* [What the task asks]:
Which of the lines in the records below hold the string "field"? Copy every one of them.

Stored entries
■ ■ ■ ■

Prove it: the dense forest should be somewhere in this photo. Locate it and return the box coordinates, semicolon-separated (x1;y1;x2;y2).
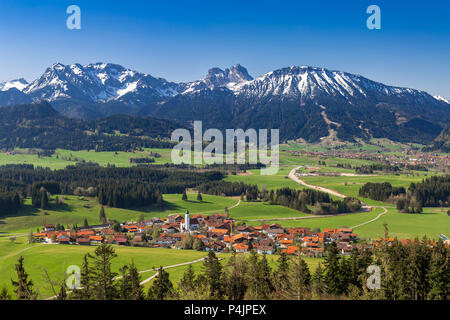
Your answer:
269;187;362;214
358;182;406;201
0;102;182;151
197;181;259;198
0;192;23;218
4;239;448;300
0;165;223;209
359;175;449;209
409;175;450;207
354;164;401;174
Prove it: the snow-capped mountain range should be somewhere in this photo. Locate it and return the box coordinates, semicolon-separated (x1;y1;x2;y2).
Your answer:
2;62;448;107
1;62;448;143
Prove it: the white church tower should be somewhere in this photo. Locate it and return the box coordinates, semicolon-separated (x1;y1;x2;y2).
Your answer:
184;210;190;232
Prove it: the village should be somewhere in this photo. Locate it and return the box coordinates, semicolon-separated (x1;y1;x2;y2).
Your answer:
32;209;372;257
290;149;449;171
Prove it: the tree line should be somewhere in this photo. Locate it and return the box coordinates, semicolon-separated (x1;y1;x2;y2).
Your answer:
0;166;223;209
359;175;449;210
268;188;362;214
0;192;22;218
3;238;448;300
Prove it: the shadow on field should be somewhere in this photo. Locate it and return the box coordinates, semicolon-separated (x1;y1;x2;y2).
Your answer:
0;205;40;220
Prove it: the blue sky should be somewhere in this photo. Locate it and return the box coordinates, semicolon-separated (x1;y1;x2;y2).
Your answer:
0;0;449;98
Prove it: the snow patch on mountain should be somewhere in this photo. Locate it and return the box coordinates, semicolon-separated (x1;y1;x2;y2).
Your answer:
0;78;29;91
434;95;449;104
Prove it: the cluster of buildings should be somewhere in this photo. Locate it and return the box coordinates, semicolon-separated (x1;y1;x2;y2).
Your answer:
290;149;449;170
33;210;360;257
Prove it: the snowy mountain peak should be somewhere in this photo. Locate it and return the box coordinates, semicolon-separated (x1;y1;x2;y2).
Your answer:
21;62;179;104
0;78;29;92
232;65;432;103
205;64;253;87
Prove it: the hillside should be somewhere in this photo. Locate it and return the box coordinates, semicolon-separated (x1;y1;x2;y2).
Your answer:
0;101;184;151
424;124;450;152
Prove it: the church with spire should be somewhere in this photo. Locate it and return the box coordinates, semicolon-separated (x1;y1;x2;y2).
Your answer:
180;210;199;233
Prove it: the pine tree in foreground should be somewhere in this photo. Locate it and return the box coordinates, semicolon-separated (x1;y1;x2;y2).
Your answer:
88;244;118;300
11;256;36;300
0;287;11;300
148;267;174;300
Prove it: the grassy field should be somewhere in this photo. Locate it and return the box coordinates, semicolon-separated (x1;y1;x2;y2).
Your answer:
0;237;324;299
300;173;430;206
0;193;238;234
224;166;301;190
141;251;323;291
246;207;450;240
228;200;309;221
0;242;208;299
0;148;174;169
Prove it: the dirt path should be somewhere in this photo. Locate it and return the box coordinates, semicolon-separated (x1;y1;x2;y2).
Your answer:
0;243;45;261
288;166;347;198
47;257;211;300
351;206;388;229
139;257;210;285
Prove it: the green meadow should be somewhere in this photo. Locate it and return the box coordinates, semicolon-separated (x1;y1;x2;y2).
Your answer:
141;252;323;291
246;207;450;240
0;193;238;234
0;241;207;299
0;148;174;169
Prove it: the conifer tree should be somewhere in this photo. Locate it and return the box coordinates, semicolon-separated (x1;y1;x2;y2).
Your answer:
71;254;91;300
88;244;118;300
428;239;449;300
0;287;11;300
11;256;36;300
148;267;174;300
128;260;144;300
323;242;343;296
179;264;196;297
223;252;247;300
284;254;311;300
274;252;290;297
202;251;223;299
99;206;107;224
119;265;131;300
312;262;326;297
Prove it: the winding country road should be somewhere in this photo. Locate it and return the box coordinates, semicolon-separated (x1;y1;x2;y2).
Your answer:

■ ■ ■ ■

* [Response box]:
Prove it: the shadow on field should be somewhere in this photo. Locate it and return the box coordinates, semicolon-separated (x1;y1;x2;y2).
Prove it: the grassy field should be somewhere in this photo. Locate it and return the box coordinates, semicolon-separated (x1;y1;x2;y2).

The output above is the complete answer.